• **THE REQUEST**
Output as a JSON list of strings, one per line and with blank lines omitted, every line of the material from the line containing "[spot] the nose" through the end of the material.

-- BEGIN SUPPLIED ENTRIES --

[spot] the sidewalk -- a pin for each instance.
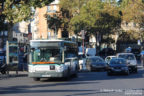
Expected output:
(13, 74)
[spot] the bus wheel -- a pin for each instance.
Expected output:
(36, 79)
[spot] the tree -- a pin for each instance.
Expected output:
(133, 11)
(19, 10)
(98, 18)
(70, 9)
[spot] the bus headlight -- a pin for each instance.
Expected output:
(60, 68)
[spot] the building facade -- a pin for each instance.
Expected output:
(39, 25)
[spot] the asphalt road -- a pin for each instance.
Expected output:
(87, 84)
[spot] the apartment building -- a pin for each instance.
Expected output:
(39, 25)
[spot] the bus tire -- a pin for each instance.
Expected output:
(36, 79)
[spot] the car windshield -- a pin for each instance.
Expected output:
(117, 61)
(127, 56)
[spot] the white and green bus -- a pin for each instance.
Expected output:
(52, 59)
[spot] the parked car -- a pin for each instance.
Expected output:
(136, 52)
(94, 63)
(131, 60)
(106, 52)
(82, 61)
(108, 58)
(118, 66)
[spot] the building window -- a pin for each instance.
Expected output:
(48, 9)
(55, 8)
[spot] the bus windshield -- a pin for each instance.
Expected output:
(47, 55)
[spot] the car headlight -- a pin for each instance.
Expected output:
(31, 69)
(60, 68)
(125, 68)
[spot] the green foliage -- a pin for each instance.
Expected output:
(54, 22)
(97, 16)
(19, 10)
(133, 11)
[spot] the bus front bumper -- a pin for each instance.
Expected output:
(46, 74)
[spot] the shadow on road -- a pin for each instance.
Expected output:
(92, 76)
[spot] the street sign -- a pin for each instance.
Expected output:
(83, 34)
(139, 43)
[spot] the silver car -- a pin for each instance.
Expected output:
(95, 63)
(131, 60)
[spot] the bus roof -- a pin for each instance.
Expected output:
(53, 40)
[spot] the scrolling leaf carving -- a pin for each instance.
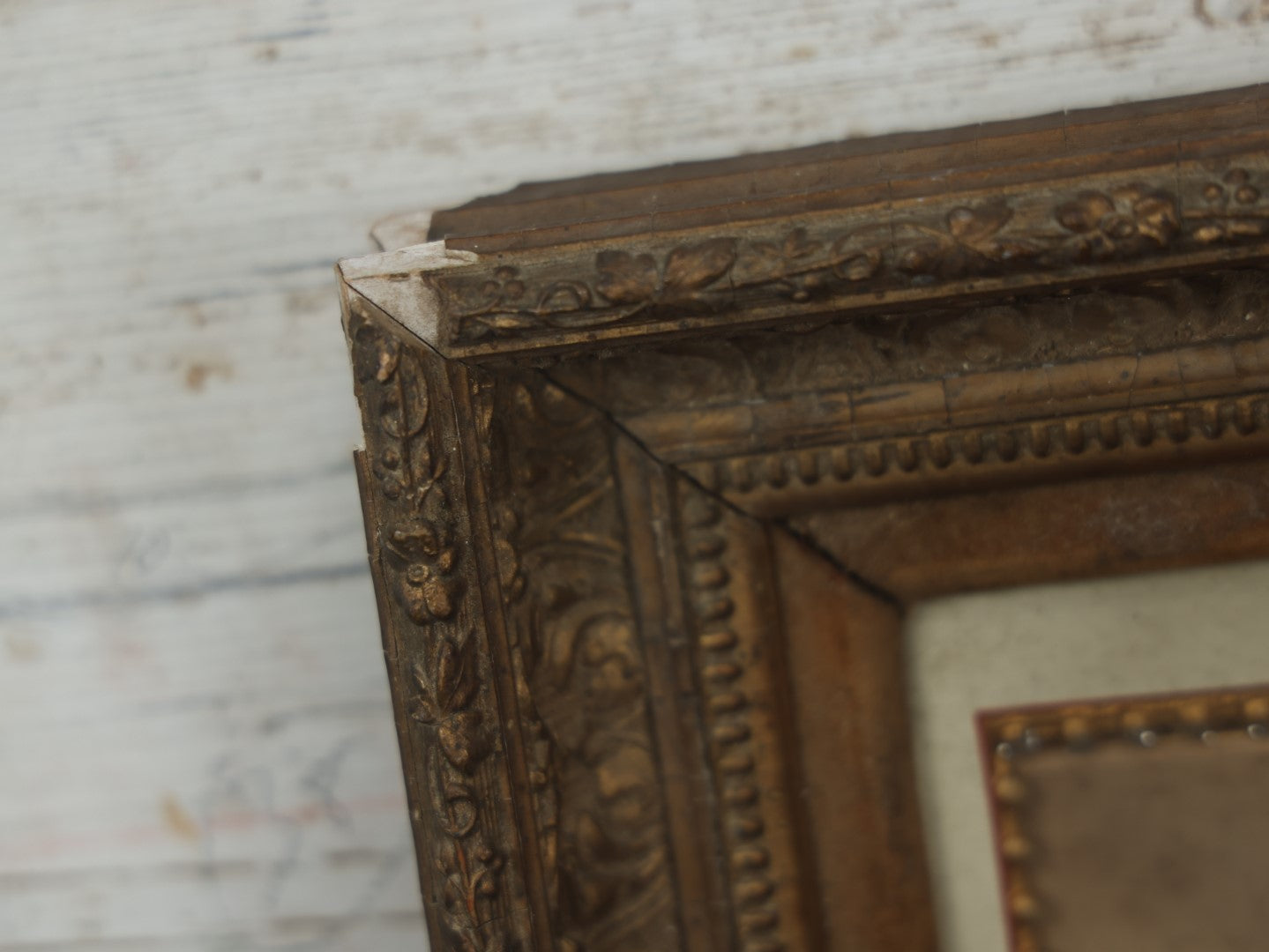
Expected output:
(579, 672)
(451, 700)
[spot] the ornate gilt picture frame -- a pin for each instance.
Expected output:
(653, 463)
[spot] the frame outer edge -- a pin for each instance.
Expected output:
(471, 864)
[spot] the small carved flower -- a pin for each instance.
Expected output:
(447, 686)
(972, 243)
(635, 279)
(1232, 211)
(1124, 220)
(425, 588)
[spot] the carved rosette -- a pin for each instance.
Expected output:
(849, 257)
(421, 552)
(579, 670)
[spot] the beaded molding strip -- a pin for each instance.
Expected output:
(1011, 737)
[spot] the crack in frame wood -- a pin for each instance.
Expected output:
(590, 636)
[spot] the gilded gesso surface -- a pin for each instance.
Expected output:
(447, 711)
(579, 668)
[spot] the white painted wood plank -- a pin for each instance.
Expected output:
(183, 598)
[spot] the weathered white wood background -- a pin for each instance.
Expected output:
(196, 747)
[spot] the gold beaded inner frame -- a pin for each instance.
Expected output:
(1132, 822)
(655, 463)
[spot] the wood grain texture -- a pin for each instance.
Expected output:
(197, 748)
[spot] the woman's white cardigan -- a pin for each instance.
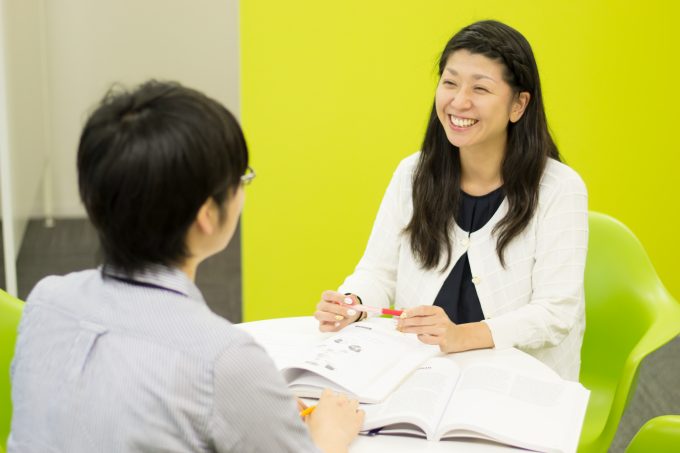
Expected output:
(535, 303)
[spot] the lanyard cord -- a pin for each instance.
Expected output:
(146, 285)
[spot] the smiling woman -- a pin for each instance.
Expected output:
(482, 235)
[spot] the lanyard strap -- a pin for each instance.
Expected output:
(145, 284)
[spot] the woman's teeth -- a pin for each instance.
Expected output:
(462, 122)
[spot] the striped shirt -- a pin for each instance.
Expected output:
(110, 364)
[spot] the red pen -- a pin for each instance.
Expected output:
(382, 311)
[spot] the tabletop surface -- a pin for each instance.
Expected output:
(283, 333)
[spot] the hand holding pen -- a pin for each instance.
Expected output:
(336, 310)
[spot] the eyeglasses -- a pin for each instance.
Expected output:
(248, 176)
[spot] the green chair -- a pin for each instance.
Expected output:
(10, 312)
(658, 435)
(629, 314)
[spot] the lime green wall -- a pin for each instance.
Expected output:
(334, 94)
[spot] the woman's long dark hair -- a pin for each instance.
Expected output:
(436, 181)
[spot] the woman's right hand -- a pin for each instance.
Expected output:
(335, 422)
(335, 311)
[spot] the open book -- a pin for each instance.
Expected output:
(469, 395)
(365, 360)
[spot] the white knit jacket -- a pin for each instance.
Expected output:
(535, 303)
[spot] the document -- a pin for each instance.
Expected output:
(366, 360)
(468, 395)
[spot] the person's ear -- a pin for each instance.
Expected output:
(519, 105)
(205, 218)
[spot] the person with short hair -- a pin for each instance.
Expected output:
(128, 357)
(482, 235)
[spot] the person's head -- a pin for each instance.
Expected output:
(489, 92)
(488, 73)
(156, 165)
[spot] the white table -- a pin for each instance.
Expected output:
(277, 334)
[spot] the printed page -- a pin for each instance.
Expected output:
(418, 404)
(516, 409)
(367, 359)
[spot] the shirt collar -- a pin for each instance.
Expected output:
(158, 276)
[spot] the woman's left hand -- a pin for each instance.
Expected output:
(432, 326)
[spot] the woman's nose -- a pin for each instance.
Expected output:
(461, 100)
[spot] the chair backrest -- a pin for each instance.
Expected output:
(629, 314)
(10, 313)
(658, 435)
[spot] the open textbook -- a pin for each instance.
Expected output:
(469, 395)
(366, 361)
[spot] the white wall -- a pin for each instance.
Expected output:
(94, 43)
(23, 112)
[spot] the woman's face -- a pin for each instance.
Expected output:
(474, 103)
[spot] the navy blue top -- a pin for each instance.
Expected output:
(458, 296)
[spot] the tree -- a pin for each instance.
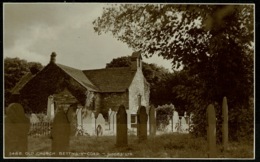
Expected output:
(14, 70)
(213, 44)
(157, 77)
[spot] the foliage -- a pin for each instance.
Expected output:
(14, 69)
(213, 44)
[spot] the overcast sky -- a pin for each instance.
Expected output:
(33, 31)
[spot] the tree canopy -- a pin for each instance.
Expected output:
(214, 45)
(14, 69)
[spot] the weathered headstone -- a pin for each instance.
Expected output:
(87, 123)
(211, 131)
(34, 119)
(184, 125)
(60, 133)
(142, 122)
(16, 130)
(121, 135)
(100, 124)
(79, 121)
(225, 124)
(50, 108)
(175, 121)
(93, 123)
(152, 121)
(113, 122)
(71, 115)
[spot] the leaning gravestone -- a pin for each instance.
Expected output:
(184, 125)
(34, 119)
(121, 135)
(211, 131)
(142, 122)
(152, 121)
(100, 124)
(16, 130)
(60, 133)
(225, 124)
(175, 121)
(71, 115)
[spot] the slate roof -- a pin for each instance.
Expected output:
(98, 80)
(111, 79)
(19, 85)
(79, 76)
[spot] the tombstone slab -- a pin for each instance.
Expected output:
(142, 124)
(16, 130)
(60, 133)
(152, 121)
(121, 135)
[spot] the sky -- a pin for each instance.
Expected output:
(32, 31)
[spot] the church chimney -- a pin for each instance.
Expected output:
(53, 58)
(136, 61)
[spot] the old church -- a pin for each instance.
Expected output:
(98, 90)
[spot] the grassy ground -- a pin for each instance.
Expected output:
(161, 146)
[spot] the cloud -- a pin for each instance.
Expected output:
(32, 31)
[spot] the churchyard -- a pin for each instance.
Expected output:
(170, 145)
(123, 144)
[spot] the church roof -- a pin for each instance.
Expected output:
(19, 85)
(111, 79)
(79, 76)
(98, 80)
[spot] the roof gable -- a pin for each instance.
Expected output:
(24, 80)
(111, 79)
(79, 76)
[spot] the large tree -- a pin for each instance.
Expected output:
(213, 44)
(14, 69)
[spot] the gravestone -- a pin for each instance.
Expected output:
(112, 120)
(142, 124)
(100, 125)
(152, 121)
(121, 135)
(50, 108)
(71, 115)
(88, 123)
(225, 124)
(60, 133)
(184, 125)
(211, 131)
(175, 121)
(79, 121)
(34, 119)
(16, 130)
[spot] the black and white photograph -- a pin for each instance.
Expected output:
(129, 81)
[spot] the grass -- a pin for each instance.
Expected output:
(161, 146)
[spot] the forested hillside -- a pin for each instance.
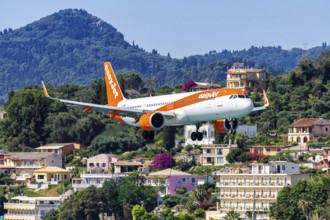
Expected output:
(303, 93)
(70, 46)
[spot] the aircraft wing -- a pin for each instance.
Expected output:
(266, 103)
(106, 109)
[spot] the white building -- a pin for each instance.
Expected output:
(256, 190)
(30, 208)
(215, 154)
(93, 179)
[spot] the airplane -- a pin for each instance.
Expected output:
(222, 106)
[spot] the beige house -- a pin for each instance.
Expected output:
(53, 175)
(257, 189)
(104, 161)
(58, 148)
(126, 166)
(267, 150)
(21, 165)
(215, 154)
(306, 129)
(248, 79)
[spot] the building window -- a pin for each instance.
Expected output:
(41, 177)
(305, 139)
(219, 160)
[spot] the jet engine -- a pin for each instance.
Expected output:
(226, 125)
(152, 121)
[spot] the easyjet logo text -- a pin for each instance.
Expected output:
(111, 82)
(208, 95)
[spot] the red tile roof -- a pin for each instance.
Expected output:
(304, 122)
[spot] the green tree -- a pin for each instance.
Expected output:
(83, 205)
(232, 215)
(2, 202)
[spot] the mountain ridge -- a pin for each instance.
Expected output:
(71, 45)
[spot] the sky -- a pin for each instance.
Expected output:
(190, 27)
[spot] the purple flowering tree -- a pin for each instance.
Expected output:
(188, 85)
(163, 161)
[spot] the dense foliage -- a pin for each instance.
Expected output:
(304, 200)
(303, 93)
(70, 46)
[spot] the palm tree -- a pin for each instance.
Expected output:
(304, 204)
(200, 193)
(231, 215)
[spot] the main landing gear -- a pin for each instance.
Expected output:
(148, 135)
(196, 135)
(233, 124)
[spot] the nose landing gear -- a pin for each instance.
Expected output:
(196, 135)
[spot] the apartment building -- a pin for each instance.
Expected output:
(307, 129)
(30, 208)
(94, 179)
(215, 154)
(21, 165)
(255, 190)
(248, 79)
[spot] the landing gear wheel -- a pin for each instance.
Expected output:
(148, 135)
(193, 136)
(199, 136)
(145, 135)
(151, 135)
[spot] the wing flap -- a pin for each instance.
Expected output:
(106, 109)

-- END SUPPLIED ENTRIES --

• **WRITTEN ANSWER**
[
  "[spot] the nose landing gear -- a pin for each instance.",
  "Expected output:",
  "(196, 135)",
  "[spot] the apartment building -- a pin for each instance.",
  "Expected output:",
  "(307, 129)",
  "(30, 208)",
  "(94, 179)",
  "(215, 154)",
  "(21, 165)",
  "(255, 190)",
  "(248, 79)",
  "[spot] the landing gear wheel -- a pin for each instance.",
  "Expected output:",
  "(148, 135)",
  "(193, 136)",
  "(199, 136)",
  "(145, 135)",
  "(151, 135)",
  "[spot] the wing flap -- a pin for each instance.",
  "Expected output:",
  "(106, 109)"
]